### Dataset extract
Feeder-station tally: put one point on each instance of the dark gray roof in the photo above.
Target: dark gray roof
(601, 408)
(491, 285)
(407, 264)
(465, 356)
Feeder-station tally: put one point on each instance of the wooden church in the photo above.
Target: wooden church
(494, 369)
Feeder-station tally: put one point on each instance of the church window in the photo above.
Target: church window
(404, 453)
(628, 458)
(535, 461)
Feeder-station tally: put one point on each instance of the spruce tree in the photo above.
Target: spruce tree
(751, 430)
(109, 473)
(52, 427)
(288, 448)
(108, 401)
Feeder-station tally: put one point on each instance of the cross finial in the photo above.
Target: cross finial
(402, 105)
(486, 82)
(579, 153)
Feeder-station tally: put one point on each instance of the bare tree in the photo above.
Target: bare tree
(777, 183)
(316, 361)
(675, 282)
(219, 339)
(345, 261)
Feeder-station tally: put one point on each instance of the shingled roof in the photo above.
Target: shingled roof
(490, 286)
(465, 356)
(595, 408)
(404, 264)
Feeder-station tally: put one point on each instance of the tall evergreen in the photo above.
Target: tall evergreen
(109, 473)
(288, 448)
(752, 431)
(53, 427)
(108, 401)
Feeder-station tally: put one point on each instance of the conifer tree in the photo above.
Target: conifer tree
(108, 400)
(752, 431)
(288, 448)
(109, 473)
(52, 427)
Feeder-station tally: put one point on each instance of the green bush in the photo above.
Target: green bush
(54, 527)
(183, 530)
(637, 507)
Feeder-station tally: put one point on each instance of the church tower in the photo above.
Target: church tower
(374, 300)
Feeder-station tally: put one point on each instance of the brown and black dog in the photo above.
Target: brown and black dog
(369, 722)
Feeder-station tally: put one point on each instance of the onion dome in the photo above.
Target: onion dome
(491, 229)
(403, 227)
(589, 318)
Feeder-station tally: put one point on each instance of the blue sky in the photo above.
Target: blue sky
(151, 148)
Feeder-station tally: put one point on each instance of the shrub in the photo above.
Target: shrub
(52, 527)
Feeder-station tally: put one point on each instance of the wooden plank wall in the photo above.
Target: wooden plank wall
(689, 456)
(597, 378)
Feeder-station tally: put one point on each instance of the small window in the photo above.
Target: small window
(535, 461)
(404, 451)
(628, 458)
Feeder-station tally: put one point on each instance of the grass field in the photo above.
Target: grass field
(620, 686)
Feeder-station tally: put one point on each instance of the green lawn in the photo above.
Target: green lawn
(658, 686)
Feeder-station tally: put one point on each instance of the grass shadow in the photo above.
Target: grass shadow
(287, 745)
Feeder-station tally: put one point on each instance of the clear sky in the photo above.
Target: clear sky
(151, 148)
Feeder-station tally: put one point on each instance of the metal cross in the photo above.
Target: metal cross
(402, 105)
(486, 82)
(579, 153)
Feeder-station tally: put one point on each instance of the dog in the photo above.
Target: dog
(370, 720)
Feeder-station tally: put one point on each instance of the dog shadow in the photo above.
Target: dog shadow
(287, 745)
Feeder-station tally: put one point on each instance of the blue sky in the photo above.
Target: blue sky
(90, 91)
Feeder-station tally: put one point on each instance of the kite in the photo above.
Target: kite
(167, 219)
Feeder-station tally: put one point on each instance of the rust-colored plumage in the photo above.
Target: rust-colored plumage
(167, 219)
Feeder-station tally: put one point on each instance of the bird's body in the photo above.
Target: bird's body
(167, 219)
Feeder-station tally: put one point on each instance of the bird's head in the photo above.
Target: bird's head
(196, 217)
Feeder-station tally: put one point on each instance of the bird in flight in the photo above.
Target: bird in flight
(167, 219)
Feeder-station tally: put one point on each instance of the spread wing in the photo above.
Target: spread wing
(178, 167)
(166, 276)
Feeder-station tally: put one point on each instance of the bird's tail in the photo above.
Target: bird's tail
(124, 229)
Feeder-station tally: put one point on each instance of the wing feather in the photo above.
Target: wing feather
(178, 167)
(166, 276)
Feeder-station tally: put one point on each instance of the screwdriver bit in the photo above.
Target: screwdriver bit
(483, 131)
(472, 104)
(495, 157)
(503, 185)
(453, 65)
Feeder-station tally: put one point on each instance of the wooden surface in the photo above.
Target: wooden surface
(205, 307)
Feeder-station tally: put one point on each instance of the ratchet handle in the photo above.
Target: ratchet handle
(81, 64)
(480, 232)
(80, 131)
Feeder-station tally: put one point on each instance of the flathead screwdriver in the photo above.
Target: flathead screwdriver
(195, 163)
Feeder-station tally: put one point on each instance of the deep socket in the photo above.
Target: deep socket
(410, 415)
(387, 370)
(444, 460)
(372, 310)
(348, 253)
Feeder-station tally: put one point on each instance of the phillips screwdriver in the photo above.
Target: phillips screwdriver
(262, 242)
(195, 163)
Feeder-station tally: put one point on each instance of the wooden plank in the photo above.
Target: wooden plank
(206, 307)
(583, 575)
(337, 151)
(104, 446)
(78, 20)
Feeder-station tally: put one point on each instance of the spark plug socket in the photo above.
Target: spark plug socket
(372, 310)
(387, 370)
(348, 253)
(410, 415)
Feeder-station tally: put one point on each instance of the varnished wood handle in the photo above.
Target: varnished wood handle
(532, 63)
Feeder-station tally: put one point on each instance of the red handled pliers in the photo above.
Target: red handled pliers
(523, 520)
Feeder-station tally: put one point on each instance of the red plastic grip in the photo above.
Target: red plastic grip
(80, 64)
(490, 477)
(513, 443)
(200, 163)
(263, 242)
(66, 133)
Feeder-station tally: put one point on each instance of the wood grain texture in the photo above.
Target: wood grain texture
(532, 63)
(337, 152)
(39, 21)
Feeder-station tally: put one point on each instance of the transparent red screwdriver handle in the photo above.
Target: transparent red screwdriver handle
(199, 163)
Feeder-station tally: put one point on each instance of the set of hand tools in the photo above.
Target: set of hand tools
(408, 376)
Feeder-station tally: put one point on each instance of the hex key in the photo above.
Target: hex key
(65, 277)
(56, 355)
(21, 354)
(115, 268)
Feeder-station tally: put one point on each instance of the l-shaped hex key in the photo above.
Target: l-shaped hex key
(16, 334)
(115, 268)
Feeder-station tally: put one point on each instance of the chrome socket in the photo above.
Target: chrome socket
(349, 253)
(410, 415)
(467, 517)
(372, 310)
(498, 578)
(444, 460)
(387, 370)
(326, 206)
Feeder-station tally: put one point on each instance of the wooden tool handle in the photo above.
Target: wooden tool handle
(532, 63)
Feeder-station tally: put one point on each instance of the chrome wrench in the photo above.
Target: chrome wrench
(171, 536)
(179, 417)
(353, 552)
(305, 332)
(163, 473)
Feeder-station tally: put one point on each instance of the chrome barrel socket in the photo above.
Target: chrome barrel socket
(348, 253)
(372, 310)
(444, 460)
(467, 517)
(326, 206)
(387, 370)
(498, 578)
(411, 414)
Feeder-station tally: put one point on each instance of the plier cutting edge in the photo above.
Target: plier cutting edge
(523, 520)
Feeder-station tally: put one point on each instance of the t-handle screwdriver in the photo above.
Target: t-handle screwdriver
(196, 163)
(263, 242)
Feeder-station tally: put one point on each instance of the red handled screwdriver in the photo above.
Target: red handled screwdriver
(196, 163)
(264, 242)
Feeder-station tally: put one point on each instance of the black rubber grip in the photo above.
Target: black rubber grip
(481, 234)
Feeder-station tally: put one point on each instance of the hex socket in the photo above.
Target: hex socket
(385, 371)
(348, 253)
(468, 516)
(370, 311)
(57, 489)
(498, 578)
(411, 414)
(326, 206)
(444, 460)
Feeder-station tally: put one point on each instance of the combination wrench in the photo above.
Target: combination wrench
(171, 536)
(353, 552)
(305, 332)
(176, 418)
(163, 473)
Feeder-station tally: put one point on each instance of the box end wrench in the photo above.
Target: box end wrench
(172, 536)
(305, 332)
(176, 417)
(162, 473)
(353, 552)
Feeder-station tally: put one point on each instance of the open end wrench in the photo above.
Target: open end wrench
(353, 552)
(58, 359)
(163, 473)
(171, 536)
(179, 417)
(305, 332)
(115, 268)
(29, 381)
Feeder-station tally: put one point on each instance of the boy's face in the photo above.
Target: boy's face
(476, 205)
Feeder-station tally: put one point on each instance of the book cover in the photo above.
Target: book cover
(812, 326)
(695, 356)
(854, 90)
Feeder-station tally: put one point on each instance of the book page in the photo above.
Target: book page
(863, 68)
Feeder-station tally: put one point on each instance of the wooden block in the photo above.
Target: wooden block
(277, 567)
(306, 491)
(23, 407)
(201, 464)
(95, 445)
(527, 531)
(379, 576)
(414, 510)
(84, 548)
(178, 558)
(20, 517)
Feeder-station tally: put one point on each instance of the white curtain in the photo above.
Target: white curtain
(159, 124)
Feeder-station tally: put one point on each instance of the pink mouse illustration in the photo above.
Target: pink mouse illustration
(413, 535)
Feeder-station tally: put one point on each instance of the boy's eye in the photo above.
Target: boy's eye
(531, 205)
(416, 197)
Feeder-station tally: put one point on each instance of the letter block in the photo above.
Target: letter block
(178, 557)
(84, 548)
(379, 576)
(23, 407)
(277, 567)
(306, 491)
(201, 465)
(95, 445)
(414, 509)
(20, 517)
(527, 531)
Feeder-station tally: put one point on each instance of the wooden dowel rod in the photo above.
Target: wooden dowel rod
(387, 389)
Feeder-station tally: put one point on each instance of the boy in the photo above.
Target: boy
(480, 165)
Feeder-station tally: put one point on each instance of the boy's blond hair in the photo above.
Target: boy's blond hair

### Work request
When the word "hair" appears in a line of the listing, pull that line out.

### Exercise solution
Feeder-station tally: put one point on each instance of the boy's blond hair in the photo above.
Target: boy's blond hair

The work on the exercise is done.